Start of EXCERPTED TEXT
After providing informed consent participants were seated in front of a computer screen in a silent and darkened lab room. All instructions were given on the screen. We asked participants to put on headphones, imagine they were sitting at a campfire somewhere in the African savanna, and listen to four different acoustic scenarios. They could close their eyes if they wanted to. Their task was to imagine the scenarios as realistically as possible and to evaluate how much stress and danger they would experience in each, using 10-point scales ranging from 1 (no stress at all or safety), to 10 (high stress or danger).

In the silence condition, participants heard a very low intensity white noise. Quiet noise was employed because true silence rarely occurs in natural acoustic environments. In the savanna condition, participants heard natural savanna sounds from a live recording, consisting of distant animal sounds such as the chirping of crickets. Further, there were two music conditions. Although we had no specific hypothesis about how acoustic instrumental music (i.e., only music without vocals) and a cappella music (vocals only) would differ, we incorporated these two conditions because chances are that in our prehistoric past, before music instruments were invented, music was only sung (see Kanazawa and Perina, 2012). In the instrumental music condition, participants listened to Burn (acoustic instrumental version in Bb minor) by Ellie Goulding; in the vocals only music condition, they listened to All of me (voice-only version) by John Legend. Note that we selected these rather slow and calm versions as musical pieces because we sought to analyze if music has the potential to reduce the level of the listeners’ arousal below the level that is present in even silent scenarios. (There was no need to show that arousal can be elevated to a very high degree by very fast, complex, or disliked music because (1) this has already been shown many times before and (2) this did not pertain to the present research question.) All four sound scenarios were edited to 1 min in duration. Participants heard all four scenarios, presented in random order.
End of EXCERPTED TEXT
Start of DATA SUPPLIED
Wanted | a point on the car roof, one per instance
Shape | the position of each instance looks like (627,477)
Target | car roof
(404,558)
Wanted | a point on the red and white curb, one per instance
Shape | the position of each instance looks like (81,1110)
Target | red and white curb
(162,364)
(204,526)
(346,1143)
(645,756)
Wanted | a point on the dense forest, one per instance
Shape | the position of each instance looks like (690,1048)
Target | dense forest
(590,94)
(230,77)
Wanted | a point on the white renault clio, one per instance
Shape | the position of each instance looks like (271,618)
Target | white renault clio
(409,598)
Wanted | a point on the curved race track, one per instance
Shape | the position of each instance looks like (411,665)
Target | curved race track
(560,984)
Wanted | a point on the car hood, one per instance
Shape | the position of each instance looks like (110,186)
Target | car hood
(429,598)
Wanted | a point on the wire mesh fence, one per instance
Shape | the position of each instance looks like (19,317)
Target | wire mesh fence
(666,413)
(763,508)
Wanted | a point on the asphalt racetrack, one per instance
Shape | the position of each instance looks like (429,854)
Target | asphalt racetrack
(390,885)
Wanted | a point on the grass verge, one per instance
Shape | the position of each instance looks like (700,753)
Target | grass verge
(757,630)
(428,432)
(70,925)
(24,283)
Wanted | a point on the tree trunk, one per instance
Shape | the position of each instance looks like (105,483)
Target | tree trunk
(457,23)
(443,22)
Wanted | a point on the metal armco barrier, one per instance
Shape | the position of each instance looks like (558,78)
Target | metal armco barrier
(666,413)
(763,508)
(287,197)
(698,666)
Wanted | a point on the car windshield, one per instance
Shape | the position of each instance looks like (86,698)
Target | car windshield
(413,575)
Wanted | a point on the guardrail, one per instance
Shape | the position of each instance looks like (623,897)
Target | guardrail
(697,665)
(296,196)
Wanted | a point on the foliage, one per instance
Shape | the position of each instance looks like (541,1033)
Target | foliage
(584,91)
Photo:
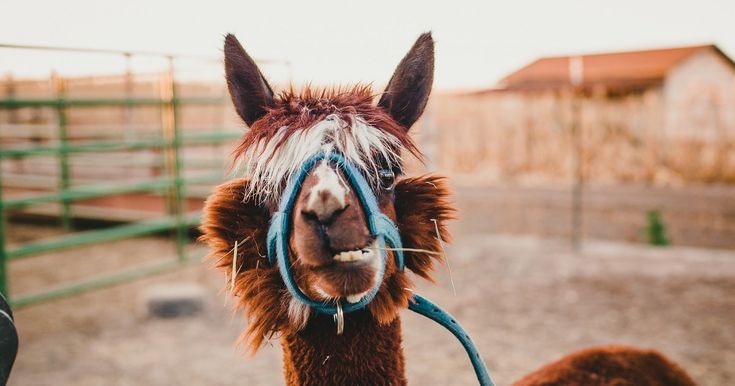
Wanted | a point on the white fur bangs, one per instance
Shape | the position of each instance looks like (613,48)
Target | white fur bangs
(268,165)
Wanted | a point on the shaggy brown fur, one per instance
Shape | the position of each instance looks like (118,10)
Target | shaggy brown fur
(261,293)
(609,366)
(369,351)
(299,111)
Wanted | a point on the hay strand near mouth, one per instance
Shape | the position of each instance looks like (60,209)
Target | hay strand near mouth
(444,255)
(406,250)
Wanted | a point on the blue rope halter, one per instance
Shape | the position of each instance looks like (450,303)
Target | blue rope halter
(383,229)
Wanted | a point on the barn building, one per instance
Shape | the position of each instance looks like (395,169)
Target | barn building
(657,116)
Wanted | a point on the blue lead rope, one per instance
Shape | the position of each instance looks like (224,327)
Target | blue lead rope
(423,306)
(385,231)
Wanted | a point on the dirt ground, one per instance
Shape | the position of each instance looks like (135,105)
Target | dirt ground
(524,300)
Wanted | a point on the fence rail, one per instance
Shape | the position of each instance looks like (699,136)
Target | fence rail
(172,185)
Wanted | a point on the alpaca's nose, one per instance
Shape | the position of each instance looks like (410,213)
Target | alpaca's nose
(327,198)
(323,207)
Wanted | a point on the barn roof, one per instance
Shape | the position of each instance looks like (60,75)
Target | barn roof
(614,70)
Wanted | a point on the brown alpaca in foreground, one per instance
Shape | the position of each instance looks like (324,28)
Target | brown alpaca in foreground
(331,250)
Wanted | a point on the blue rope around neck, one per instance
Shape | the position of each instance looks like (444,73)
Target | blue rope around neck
(383,229)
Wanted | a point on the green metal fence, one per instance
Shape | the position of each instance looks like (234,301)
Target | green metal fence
(172,186)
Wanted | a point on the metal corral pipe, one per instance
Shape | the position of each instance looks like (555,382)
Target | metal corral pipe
(97,282)
(193,139)
(103,235)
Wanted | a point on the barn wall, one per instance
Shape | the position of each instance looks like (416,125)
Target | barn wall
(699,118)
(700,98)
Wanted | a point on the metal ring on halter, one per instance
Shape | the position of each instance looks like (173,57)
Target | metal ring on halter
(339,319)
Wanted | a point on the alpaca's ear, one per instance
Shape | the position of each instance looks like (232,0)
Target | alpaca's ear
(409,88)
(249,90)
(423,206)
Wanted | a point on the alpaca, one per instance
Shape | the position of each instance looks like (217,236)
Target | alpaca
(332,253)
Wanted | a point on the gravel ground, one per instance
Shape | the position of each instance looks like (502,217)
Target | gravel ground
(524,300)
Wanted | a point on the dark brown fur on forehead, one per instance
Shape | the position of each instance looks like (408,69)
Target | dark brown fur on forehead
(302,110)
(260,291)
End of DATA SUPPLIED
[WHAT THE TASK ASKS] Condense the paragraph of the excerpted text that begins "In the silence condition" into a bulleted list that keeps its main facts.

[WRITTEN ANSWER]
- Silence condition: very low intensity white noise, used because true silence rarely occurs in natural acoustic environments.
- Savanna condition: natural savanna sounds from a live recording, with distant animal sounds such as crickets chirping.
- Instrumental music condition: Burn by Ellie Goulding (acoustic instrumental version in Bb minor).
- Vocals-only music condition: All of me by John Legend (voice-only version).
- There was no specific hypothesis about how the two music conditions would differ. Both were included because music was probably only sung before instruments were invented (Kanazawa and Perina, 2012).
- Slow, calm versions were chosen to test whether music can reduce listeners' arousal below the level present even in silent scenarios. Raising arousal with fast, complex, or disliked music was already well shown and did not pertain to the question.
- Each scenario was edited to 1 min. Participants heard all four in random order.